#### [PAGE EXTRACT]
----------------

Sessions himself claims to have been a champion of desegregation. “I filed 20 or 30 civil-rights cases to desegregate schools and political organizations and county commissions when I was a United States attorney,” Sessions told National Review in 2009. Trump spokesman Jason Miller offered a similar claim in November, telling reporters on a conference call that “when Senator Sessions was U.S. attorney, he filed a number of desegregation lawsuits in Alabama.” Miller’s claim about his record has been reported by outlets including Politico, Wired, and The Washington Times. Conservative outlets have dismissed the questioning of his civil-rights record as "another in a long line of liberal smears" against a principled conservative, in part by citing his record on school desegregation.

The Atlantic could not find evidence Sessions filed any new school desegregation lawsuits. Searches of the legal databases Westlaw and PACER found no evidence that any new school-desegregation lawsuits were filed in Alabama’s Southern District by Sessions between 1981, when Sessions became U.S. attorney in Alabama, and 1995, when he became Alabama attorney general, though it is possible that the records exist but are not in those databases. The Atlantic could find no reference to the claim in the transcripts of his 1986 confirmation hearing.

Former Justice Department officials and civil-rights experts expressed puzzlement when asked about the claim, in part because nearly every school in Alabama was under desegregation orders by the 1970s, years before Sessions became U.S. attorney. Several historians and legal experts who focus on desegregation said they were also unaware of any new school desegregation cases  in Alabama filed during that period, let alone by Sessions.

In 1967, despite massive resistance by Governor George Wallace and later his wife and successor Lurleen Wallace, the Supreme Court upheld a statewide school-desegregation plan in put forth in Lee v. Macon County Board of Education––many schools in Alabama still remain under desegregation orders. In 1971, in Davis v. Board of School Commissioners of Mobile County, the U.S. Supreme Court ruled that Mobile, which is in the Southern District, had not developed an adequate desegregation plan. That case, filed in 1963, lasted until 1997. Two higher-education desegregation cases were filed in the 1980s, but they were outside of the Southern District.

“I'm not aware of any new school desegregation cases filed 1981 to 1993,” said James Blacksher, a longtime civil-rights attorney in Alabama who was the lead counsel on the Davis case. “Most pleadings filed by the government usually listed the [U.S. attorney] as local counsel, even though they did not actively participate.”

After 1981, when Sessions became U.S. attorney, his name could well have been on filings related to the Lee or Davis cases––Sessions’s office provided The Atlantic with one such filing. But those filings would most likely have been prepared by the Justice Department’s civil rights division in Washington, D.C., not the U.S. attorney’s office in the district under a desegregation order. Several current and former civil rights division lawyers told The Atlantic it would be unusual for any desegregation case to be filed by a U.S. attorney rather than the civil rights division––but it would be standard procedure for a U.S. attorney’s name to be on a particular filing.

----------------

#### [MATERIAL]
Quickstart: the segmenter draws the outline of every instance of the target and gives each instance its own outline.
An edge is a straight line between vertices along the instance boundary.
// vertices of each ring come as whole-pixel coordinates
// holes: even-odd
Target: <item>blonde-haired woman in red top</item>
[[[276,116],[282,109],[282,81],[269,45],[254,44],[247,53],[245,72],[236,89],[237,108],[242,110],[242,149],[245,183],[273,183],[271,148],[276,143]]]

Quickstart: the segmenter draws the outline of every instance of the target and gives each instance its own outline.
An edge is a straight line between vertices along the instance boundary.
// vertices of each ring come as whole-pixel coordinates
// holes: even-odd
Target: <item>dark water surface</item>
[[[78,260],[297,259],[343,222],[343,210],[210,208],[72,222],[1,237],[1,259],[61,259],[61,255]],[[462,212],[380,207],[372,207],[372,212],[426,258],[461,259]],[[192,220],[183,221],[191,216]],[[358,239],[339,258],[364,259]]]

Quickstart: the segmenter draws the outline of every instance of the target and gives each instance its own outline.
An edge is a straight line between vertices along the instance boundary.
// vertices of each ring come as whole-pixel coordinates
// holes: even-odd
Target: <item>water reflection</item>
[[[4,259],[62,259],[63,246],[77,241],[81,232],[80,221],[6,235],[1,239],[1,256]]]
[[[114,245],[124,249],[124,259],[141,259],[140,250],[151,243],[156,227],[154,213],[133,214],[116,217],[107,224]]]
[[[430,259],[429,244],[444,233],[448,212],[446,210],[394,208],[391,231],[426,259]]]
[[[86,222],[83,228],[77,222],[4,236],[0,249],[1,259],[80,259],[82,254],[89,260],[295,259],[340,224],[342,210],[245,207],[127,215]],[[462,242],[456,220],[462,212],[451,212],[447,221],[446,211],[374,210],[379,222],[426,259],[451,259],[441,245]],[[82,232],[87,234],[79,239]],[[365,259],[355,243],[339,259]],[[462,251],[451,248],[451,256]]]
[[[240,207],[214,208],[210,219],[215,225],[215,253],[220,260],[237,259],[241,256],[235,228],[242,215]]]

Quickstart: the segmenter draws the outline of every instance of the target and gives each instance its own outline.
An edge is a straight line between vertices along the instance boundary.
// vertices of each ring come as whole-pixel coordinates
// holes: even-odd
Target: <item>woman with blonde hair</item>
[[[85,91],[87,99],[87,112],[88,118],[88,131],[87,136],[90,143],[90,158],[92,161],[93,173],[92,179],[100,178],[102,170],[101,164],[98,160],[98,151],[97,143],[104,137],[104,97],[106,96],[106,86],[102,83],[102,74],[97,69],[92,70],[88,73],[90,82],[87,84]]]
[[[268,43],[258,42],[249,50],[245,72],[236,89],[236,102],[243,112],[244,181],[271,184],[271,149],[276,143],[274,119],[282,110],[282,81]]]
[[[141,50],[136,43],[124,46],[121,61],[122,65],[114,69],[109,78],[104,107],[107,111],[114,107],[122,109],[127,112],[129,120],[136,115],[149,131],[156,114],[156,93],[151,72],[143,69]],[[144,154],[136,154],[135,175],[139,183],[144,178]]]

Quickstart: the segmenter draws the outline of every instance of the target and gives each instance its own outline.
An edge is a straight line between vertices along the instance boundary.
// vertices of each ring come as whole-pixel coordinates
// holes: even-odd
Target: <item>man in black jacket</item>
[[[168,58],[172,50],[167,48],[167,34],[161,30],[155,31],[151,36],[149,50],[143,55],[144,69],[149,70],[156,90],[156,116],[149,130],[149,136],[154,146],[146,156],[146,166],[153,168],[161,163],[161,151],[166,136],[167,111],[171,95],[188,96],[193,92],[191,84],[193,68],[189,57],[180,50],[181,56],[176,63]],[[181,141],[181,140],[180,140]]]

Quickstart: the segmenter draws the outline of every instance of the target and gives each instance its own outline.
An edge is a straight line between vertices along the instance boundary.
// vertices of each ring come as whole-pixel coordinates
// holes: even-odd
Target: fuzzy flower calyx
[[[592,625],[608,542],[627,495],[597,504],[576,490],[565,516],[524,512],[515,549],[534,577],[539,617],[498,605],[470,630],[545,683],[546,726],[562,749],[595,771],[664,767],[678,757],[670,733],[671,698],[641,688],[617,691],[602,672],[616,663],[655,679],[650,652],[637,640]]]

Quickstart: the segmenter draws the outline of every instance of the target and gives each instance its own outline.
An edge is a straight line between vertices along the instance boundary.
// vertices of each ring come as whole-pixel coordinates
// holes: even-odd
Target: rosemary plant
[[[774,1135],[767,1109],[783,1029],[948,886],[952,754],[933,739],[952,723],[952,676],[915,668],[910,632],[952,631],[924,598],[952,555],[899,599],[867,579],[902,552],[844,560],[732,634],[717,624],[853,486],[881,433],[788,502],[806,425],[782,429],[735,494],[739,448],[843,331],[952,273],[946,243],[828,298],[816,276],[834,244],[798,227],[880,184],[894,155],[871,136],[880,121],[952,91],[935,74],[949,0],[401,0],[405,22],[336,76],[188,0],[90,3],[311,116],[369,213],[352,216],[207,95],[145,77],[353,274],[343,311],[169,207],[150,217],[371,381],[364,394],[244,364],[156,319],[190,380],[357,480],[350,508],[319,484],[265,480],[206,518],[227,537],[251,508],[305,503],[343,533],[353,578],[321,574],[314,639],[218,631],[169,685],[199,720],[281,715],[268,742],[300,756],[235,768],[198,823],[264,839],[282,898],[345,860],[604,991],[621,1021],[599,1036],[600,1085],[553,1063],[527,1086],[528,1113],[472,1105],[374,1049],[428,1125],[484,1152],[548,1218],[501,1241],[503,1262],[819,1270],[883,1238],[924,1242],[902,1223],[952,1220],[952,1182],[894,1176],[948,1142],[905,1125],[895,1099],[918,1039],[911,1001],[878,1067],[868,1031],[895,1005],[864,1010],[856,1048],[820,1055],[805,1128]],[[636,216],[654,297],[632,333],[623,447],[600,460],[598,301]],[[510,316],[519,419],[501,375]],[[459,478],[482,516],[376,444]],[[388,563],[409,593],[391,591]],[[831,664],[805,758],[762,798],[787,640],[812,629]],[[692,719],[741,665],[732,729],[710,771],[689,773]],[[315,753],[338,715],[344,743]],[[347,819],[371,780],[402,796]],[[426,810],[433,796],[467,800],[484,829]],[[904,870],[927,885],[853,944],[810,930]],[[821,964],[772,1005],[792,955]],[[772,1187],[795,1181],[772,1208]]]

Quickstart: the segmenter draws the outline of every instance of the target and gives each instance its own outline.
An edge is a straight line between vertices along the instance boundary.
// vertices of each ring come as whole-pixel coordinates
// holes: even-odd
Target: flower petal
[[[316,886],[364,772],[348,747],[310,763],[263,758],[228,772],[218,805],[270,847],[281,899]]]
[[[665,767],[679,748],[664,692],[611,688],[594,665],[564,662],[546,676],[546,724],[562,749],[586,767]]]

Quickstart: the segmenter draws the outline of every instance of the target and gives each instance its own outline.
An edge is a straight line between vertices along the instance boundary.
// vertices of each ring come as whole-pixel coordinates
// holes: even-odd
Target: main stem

----------------

#### [OBJECTIVE]
Retype the part of the Sessions desegregation text that begins with the words "The Atlantic could not" and ends after "1986 confirmation hearing.", keeping every word and mark unchanged. The records aren't needed for anything here.

#### [WRITTEN REPLY]
The Atlantic could not find evidence Sessions filed any new school desegregation lawsuits. Searches of the legal databases Westlaw and PACER found no evidence that any new school-desegregation lawsuits were filed in Alabama’s Southern District by Sessions between 1981, when Sessions became U.S. attorney in Alabama, and 1995, when he became Alabama attorney general, though it is possible that the records exist but are not in those databases. The Atlantic could find no reference to the claim in the transcripts of his 1986 confirmation hearing.